What you should do >>
Find every line in the data below that contains the string "highlight", and copy each of those lines. Case counts when matching.

Task input >>
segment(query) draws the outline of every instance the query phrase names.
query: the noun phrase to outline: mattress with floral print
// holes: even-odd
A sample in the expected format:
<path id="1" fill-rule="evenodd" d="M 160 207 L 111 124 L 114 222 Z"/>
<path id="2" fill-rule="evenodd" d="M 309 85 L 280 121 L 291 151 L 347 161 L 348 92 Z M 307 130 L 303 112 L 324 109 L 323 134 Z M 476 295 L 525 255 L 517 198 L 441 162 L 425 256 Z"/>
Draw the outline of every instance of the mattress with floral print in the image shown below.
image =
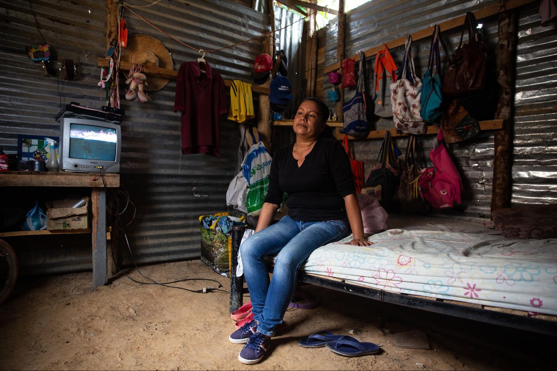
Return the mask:
<path id="1" fill-rule="evenodd" d="M 301 270 L 387 291 L 557 315 L 557 239 L 505 238 L 493 229 L 390 229 L 315 250 Z"/>

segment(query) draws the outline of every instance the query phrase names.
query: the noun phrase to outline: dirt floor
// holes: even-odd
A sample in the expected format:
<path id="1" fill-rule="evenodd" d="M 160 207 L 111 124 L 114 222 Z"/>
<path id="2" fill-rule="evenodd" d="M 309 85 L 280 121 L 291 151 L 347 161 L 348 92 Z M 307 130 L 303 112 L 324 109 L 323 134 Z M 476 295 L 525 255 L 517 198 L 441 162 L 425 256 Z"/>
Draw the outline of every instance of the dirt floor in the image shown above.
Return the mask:
<path id="1" fill-rule="evenodd" d="M 143 267 L 160 280 L 213 278 L 229 283 L 199 260 Z M 137 272 L 132 276 L 139 279 Z M 202 281 L 181 284 L 199 289 Z M 21 280 L 0 307 L 2 369 L 134 370 L 495 370 L 549 369 L 555 338 L 382 303 L 344 293 L 304 286 L 322 300 L 314 309 L 286 313 L 285 328 L 270 353 L 247 366 L 237 360 L 241 345 L 228 294 L 197 294 L 125 276 L 91 290 L 90 273 Z M 249 300 L 246 295 L 245 302 Z M 345 358 L 326 348 L 309 349 L 297 339 L 320 330 L 382 345 L 377 355 Z M 393 345 L 395 334 L 421 330 L 430 349 Z"/>

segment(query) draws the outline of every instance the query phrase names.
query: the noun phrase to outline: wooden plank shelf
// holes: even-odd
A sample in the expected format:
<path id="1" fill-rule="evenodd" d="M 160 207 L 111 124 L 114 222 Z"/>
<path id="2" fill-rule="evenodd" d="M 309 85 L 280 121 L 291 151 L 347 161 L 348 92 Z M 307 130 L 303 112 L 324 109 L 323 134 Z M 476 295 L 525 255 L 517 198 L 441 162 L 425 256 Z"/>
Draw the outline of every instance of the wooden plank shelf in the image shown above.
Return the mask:
<path id="1" fill-rule="evenodd" d="M 120 186 L 120 175 L 103 174 L 107 187 Z M 0 172 L 0 186 L 29 187 L 104 187 L 98 172 L 67 171 L 3 171 Z"/>
<path id="2" fill-rule="evenodd" d="M 537 1 L 538 0 L 510 0 L 508 3 L 507 3 L 505 7 L 504 7 L 501 4 L 496 3 L 483 8 L 483 9 L 477 10 L 475 12 L 473 12 L 473 13 L 474 13 L 474 15 L 476 16 L 476 19 L 481 19 L 486 17 L 494 16 L 500 13 L 501 12 L 504 12 L 507 10 L 514 9 L 515 8 L 517 8 Z M 457 17 L 457 18 L 449 19 L 448 21 L 441 23 L 439 24 L 439 26 L 441 27 L 442 32 L 446 31 L 448 29 L 451 29 L 455 27 L 462 27 L 462 24 L 464 23 L 466 18 L 466 14 L 461 16 L 460 17 Z M 428 27 L 427 28 L 424 28 L 423 29 L 421 29 L 420 31 L 414 32 L 413 33 L 411 33 L 411 35 L 412 37 L 412 40 L 413 41 L 416 41 L 417 40 L 419 40 L 420 39 L 425 38 L 426 37 L 431 37 L 433 33 L 433 27 Z M 393 48 L 404 45 L 405 41 L 406 35 L 404 35 L 402 37 L 399 37 L 395 40 L 389 41 L 385 44 L 382 44 L 381 45 L 378 45 L 370 49 L 368 49 L 367 50 L 364 51 L 364 54 L 365 55 L 366 58 L 372 57 L 383 50 L 383 48 L 384 47 L 384 45 L 385 44 L 388 48 L 392 49 Z M 360 60 L 360 55 L 354 55 L 350 58 L 351 58 L 358 62 Z M 327 66 L 324 69 L 323 73 L 324 74 L 334 71 L 336 71 L 337 70 L 340 68 L 341 66 L 341 63 L 340 62 L 337 62 L 336 63 L 331 65 L 330 66 Z"/>
<path id="3" fill-rule="evenodd" d="M 273 126 L 292 126 L 294 122 L 293 120 L 278 120 L 273 121 L 271 125 Z M 327 125 L 331 127 L 342 127 L 344 126 L 342 122 L 338 121 L 327 121 Z"/>
<path id="4" fill-rule="evenodd" d="M 66 234 L 85 234 L 91 233 L 92 230 L 91 228 L 84 229 L 65 229 L 56 231 L 50 231 L 43 230 L 42 231 L 13 231 L 12 232 L 0 232 L 0 238 L 2 237 L 17 237 L 18 236 L 43 236 L 45 235 L 66 235 Z M 112 231 L 112 227 L 106 228 L 106 239 L 110 239 L 110 233 Z"/>
<path id="5" fill-rule="evenodd" d="M 109 67 L 109 63 L 110 60 L 106 59 L 106 58 L 99 58 L 99 67 L 108 68 Z M 130 69 L 131 68 L 132 66 L 133 66 L 133 64 L 130 63 L 129 62 L 124 62 L 123 61 L 121 61 L 120 62 L 120 69 L 126 74 L 129 71 Z M 169 70 L 168 68 L 160 68 L 158 67 L 151 66 L 144 66 L 143 70 L 145 71 L 145 73 L 148 74 L 148 75 L 152 75 L 154 76 L 166 77 L 167 78 L 172 78 L 173 80 L 176 80 L 178 77 L 178 70 Z M 229 87 L 232 83 L 232 82 L 231 80 L 224 80 L 224 85 L 226 86 Z M 271 91 L 271 90 L 268 87 L 258 86 L 257 85 L 252 85 L 251 90 L 253 92 L 265 94 L 266 95 L 268 95 L 269 92 Z"/>
<path id="6" fill-rule="evenodd" d="M 478 121 L 480 123 L 480 128 L 482 131 L 483 130 L 497 130 L 498 129 L 502 128 L 503 127 L 503 120 L 491 120 L 487 121 Z M 348 139 L 349 140 L 358 140 L 358 139 L 379 139 L 383 138 L 385 136 L 385 133 L 387 130 L 375 130 L 374 131 L 370 131 L 369 133 L 368 134 L 368 136 L 365 138 L 354 138 L 354 137 L 348 136 Z M 398 133 L 397 132 L 396 129 L 389 129 L 388 131 L 390 132 L 390 134 L 393 137 L 399 137 L 399 136 L 408 136 L 409 134 L 407 134 L 406 133 Z M 426 132 L 426 134 L 424 135 L 428 134 L 437 134 L 439 132 L 439 126 L 437 125 L 432 125 L 427 127 L 427 131 Z M 339 140 L 342 140 L 344 138 L 344 134 L 335 134 L 335 137 Z"/>
<path id="7" fill-rule="evenodd" d="M 87 229 L 70 229 L 59 231 L 14 231 L 13 232 L 0 232 L 1 237 L 16 237 L 17 236 L 38 236 L 44 235 L 77 234 L 91 233 L 91 228 Z"/>

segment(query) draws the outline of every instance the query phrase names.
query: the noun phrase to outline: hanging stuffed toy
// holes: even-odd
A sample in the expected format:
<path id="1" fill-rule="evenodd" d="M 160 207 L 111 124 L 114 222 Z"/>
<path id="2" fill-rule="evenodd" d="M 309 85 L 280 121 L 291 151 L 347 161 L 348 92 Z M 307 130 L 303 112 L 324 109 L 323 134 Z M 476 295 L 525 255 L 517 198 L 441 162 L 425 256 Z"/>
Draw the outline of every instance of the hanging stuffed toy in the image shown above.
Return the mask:
<path id="1" fill-rule="evenodd" d="M 143 66 L 134 65 L 128 75 L 126 83 L 130 85 L 130 88 L 126 91 L 126 100 L 133 101 L 135 98 L 139 99 L 141 103 L 147 103 L 151 98 L 144 91 L 147 86 L 147 77 L 143 73 Z"/>

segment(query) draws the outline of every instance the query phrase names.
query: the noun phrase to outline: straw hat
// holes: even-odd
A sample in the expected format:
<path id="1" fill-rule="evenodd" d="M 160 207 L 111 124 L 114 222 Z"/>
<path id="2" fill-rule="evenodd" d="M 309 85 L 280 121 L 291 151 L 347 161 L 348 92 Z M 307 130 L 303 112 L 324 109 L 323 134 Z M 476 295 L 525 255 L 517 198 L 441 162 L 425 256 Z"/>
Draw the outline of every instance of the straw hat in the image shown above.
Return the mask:
<path id="1" fill-rule="evenodd" d="M 159 40 L 147 35 L 131 35 L 128 37 L 128 44 L 122 50 L 121 60 L 125 62 L 154 66 L 161 68 L 174 70 L 172 57 L 168 50 Z M 147 73 L 146 91 L 157 91 L 164 87 L 169 78 L 149 76 Z"/>

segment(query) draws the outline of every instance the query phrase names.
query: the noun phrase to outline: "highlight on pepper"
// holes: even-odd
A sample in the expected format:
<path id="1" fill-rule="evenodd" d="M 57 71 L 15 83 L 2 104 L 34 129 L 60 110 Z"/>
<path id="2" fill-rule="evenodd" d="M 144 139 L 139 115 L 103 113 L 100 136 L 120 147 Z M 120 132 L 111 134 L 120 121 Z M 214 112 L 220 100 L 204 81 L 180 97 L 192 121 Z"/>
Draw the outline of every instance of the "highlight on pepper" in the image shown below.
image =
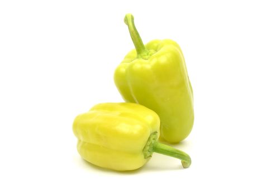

Answer for this exercise >>
query: the noun phrase to outline: "highlight on pepper"
Draw the outline of every instance of the "highlight on pepper" in the image shown below.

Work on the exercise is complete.